Stored data:
►
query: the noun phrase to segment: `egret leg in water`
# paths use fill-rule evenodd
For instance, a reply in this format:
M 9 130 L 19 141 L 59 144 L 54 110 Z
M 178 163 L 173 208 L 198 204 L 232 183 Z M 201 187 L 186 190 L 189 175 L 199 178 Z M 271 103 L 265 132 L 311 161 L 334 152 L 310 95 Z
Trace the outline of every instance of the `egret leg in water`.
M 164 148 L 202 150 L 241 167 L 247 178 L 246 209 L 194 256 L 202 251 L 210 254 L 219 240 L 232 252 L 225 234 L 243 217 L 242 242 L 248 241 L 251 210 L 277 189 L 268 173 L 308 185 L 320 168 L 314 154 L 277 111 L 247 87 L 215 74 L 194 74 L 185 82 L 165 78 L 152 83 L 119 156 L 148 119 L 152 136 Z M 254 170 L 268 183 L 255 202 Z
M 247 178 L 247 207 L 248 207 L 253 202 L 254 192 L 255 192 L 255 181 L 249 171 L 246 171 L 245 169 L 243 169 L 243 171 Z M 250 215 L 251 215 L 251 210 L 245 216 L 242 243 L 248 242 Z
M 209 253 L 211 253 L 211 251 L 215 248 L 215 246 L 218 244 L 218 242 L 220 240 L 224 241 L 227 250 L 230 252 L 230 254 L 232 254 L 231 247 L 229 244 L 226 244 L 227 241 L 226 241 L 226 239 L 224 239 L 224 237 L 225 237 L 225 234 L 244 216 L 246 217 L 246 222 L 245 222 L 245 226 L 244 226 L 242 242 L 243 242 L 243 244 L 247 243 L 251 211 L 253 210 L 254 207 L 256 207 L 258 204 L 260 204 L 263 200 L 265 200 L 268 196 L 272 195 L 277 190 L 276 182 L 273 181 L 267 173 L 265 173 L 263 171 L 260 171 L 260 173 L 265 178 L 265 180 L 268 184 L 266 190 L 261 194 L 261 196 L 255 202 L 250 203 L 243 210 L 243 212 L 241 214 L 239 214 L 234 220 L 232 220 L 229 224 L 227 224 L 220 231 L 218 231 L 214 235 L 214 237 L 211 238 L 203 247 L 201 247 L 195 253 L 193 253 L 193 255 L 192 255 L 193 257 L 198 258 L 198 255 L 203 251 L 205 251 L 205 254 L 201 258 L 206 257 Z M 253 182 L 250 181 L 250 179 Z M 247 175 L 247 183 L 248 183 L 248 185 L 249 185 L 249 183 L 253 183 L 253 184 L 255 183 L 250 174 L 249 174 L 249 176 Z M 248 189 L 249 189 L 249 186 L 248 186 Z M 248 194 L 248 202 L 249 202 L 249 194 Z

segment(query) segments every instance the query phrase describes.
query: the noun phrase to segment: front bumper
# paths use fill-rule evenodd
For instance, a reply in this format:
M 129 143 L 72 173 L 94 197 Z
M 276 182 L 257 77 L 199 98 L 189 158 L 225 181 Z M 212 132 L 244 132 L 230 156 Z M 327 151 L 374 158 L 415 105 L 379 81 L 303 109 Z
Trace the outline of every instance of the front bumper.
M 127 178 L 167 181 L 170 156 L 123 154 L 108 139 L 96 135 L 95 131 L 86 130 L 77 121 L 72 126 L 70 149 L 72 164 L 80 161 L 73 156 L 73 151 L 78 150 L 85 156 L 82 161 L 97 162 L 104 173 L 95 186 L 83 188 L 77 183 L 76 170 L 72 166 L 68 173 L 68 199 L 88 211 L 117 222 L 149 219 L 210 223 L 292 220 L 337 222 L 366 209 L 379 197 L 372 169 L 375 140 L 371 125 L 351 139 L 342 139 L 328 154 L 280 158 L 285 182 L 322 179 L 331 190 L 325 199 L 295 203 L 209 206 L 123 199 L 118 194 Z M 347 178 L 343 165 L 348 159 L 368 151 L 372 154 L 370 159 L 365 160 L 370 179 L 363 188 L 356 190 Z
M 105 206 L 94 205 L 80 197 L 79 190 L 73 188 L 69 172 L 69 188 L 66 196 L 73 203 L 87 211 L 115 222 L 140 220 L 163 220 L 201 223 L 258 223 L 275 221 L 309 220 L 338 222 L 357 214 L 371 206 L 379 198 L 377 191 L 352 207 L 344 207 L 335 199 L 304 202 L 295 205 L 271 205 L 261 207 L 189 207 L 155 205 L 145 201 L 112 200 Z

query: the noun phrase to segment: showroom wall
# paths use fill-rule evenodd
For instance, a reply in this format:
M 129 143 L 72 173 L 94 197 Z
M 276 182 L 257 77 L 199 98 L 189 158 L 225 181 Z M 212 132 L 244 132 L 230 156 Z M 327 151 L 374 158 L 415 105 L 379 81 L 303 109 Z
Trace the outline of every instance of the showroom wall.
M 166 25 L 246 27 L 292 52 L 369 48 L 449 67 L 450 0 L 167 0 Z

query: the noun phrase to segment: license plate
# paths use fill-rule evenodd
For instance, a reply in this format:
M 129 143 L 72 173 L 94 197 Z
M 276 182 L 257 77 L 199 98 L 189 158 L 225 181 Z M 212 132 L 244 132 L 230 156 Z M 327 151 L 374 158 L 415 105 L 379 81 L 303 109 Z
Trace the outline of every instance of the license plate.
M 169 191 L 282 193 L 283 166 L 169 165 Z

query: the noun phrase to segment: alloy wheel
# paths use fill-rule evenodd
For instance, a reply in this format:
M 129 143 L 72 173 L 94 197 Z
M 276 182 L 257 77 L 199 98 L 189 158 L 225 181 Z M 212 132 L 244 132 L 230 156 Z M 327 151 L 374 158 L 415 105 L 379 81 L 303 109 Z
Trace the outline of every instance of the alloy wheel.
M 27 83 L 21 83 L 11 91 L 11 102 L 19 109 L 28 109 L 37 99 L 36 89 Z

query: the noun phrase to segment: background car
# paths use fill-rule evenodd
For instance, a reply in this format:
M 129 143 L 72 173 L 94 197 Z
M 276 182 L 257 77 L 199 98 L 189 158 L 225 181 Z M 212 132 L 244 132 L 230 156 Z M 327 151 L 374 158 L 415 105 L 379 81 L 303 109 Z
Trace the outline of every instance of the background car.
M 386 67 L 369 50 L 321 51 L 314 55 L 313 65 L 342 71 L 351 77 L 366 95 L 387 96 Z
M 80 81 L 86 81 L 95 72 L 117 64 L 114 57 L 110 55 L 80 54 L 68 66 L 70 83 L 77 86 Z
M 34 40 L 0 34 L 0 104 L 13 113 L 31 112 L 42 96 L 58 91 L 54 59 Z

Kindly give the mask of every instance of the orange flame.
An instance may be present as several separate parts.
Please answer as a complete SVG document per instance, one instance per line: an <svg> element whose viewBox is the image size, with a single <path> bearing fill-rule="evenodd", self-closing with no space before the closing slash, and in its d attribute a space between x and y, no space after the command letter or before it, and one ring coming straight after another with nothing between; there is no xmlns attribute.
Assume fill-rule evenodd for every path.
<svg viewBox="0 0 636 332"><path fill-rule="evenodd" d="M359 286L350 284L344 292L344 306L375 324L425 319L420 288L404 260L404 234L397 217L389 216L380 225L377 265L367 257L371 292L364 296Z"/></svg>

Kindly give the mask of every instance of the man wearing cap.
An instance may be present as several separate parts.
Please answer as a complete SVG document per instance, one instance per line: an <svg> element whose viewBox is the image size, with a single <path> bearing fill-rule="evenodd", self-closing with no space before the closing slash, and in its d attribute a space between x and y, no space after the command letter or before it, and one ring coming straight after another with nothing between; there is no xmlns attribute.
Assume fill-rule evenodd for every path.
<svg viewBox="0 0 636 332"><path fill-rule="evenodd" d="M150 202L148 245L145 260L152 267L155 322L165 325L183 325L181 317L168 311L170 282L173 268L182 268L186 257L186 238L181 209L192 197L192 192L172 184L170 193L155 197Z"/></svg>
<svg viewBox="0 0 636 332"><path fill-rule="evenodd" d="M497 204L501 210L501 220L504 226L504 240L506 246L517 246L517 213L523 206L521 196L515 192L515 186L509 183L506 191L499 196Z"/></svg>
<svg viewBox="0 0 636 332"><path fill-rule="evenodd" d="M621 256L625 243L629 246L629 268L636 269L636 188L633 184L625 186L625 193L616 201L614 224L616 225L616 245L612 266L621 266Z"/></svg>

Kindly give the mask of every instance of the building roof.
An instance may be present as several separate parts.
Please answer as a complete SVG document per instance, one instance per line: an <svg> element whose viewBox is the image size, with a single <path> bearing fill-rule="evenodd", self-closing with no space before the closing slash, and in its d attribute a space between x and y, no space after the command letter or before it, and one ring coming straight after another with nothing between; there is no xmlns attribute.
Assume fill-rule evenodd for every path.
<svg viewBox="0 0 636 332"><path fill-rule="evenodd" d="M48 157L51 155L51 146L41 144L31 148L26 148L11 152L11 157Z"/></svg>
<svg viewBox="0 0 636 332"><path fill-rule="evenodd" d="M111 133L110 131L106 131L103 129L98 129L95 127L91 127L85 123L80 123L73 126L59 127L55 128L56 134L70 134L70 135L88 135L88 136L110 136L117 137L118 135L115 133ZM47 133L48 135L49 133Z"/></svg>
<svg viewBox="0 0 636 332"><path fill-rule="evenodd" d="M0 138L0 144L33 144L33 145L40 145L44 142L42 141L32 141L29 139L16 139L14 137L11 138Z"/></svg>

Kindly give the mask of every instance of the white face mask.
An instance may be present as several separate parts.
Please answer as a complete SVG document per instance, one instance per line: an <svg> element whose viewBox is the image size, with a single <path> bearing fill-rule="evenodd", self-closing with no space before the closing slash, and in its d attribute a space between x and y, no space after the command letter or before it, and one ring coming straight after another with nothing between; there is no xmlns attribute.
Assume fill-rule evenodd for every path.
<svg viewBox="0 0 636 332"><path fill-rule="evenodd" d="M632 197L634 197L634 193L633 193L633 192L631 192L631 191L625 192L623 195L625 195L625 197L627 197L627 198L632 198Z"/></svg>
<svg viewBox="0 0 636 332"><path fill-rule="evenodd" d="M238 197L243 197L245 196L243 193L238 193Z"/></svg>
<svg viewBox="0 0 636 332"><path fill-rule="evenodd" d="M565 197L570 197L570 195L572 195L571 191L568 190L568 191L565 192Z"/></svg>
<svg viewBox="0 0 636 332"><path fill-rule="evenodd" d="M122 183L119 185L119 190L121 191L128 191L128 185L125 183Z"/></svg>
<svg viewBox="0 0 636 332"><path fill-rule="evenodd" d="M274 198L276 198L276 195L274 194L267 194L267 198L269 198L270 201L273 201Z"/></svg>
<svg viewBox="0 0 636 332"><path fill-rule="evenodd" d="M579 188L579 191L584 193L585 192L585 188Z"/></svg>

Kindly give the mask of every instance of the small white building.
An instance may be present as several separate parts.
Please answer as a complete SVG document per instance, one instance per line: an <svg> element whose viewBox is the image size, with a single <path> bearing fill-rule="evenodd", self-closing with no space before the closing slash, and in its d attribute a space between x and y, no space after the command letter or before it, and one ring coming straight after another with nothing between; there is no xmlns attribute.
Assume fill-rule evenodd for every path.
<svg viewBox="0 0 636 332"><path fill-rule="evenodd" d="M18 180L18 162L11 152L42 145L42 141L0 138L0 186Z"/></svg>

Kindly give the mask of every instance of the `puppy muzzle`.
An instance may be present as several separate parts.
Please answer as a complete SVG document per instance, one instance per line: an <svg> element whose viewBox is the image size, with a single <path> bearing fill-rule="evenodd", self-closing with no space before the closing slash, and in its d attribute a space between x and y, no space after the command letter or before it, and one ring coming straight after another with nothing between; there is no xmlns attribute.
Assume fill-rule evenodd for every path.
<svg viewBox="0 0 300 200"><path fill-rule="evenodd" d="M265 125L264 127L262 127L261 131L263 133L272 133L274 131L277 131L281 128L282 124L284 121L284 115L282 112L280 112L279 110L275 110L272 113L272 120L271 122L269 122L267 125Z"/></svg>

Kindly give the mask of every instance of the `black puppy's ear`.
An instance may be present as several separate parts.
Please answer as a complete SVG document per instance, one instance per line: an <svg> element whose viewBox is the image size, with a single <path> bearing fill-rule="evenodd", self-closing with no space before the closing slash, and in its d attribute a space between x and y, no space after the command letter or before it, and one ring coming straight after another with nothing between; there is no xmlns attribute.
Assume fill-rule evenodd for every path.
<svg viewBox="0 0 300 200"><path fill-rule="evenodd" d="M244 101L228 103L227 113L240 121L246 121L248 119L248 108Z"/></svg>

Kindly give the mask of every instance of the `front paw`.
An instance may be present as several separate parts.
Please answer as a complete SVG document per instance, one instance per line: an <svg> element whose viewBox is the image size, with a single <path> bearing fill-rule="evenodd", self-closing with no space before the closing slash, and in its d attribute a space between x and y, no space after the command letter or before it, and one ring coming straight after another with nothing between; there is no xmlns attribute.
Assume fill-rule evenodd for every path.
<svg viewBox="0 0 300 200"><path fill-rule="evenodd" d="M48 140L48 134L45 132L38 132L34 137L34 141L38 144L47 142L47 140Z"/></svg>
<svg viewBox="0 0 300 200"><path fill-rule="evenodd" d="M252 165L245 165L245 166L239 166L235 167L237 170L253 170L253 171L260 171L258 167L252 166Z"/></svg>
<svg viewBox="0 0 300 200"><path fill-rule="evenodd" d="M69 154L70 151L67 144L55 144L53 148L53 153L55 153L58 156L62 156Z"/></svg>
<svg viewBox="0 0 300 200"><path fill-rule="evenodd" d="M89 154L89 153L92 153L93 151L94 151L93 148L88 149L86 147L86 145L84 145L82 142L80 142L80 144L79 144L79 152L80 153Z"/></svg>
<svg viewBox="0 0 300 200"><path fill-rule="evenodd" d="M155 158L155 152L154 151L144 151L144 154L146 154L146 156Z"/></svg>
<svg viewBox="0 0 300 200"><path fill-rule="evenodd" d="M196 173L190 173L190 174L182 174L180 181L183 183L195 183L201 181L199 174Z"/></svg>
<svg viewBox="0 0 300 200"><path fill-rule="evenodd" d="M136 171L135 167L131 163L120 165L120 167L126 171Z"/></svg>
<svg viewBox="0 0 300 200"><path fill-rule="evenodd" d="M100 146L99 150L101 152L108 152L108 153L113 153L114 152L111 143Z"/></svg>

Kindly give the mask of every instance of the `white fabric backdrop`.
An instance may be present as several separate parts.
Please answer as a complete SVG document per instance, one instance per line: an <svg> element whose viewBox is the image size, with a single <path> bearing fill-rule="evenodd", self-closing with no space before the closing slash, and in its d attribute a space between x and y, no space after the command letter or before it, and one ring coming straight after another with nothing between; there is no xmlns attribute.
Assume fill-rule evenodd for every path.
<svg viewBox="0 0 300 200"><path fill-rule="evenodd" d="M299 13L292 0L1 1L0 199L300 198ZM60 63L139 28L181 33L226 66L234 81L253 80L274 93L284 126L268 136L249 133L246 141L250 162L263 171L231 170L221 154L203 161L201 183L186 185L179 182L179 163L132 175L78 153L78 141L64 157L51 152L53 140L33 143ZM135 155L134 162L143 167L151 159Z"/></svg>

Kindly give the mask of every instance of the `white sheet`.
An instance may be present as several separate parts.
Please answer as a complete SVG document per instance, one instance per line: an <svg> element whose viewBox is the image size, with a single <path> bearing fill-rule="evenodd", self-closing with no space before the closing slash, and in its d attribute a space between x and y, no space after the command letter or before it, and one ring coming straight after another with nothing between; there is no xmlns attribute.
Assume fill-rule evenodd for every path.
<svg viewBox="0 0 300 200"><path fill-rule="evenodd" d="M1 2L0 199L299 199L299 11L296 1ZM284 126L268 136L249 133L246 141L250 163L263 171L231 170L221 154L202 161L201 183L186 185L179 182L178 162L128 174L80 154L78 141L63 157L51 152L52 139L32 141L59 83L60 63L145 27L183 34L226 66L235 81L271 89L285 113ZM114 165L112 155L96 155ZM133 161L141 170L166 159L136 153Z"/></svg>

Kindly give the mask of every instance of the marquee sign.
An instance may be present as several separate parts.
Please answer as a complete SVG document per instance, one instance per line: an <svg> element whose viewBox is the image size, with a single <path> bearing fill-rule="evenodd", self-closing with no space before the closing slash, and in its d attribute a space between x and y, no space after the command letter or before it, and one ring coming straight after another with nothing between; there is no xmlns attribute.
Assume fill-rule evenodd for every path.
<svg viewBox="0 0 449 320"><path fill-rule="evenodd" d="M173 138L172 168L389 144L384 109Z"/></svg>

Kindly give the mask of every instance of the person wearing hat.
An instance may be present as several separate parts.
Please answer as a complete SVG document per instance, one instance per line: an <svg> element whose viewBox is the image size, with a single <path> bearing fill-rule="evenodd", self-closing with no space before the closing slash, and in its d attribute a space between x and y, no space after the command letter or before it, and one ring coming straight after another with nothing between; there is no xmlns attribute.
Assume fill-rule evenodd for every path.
◄
Work to be completed:
The answer should consist of the lines from the first line of the entries through the line with "M 178 163 L", copied exactly.

Task answer:
query: the noun phrase to segment: `egret leg in water`
# paths use fill-rule evenodd
For instance, a reply in this format:
M 9 130 L 19 141 L 59 144 L 54 110 Z
M 178 163 L 173 208 L 198 204 L 232 183 Z M 201 187 L 186 190 L 189 175 L 199 178 Z M 271 103 L 265 132 L 311 161 L 334 152 L 310 95 Z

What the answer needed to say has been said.